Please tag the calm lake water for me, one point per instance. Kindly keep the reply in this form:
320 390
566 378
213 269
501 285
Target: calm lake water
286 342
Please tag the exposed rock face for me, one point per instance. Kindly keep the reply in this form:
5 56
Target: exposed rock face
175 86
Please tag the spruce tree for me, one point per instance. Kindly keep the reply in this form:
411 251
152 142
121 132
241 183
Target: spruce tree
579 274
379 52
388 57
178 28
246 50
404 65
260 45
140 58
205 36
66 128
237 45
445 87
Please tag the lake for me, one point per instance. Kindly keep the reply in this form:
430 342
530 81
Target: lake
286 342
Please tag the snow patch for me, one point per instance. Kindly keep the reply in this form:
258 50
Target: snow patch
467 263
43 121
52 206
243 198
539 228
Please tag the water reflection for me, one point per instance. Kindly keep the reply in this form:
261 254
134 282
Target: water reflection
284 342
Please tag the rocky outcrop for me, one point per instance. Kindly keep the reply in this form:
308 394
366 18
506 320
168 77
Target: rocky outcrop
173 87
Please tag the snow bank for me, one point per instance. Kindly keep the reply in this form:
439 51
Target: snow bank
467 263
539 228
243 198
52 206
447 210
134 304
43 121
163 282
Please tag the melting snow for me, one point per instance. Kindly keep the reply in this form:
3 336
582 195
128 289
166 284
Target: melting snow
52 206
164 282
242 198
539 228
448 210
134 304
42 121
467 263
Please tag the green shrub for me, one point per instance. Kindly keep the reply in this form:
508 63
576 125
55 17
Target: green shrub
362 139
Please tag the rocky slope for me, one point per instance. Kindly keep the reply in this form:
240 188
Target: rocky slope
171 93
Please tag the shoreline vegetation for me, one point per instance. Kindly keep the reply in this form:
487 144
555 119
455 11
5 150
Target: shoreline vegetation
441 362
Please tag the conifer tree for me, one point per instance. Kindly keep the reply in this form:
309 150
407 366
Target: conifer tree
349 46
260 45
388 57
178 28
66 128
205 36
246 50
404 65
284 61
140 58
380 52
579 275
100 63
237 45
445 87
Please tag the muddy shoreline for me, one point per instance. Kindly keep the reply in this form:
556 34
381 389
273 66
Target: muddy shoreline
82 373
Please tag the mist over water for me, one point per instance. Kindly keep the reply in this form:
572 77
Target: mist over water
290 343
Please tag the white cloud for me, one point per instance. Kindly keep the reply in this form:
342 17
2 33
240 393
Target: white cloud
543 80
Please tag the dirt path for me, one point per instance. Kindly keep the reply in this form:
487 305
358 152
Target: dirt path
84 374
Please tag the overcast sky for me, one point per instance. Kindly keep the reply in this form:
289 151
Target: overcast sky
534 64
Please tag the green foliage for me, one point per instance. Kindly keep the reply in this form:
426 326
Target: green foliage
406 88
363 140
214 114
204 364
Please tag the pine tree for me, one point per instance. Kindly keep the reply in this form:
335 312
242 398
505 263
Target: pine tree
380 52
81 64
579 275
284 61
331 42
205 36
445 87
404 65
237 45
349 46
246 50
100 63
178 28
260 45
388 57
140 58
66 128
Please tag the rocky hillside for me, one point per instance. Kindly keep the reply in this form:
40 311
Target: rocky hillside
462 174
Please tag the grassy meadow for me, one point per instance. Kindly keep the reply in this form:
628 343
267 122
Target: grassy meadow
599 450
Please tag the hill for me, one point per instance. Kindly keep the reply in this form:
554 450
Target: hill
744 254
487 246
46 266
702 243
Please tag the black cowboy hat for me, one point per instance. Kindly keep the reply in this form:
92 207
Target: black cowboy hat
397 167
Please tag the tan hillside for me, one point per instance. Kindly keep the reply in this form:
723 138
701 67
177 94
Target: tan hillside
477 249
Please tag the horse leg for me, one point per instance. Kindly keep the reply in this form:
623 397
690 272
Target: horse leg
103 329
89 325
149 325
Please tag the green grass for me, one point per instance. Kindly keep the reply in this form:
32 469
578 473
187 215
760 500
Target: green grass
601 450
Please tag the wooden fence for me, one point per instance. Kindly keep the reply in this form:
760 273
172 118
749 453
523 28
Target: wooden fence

———

Copy out the material verbatim, beginning with the line that contains "Please tag the wooden" and continuing through the final line of the material, with both ends included.

Please tag the wooden fence for me, one point per instance. Kindly keep the reply in this form:
760 273
172 118
749 453
523 28
Target: wooden fence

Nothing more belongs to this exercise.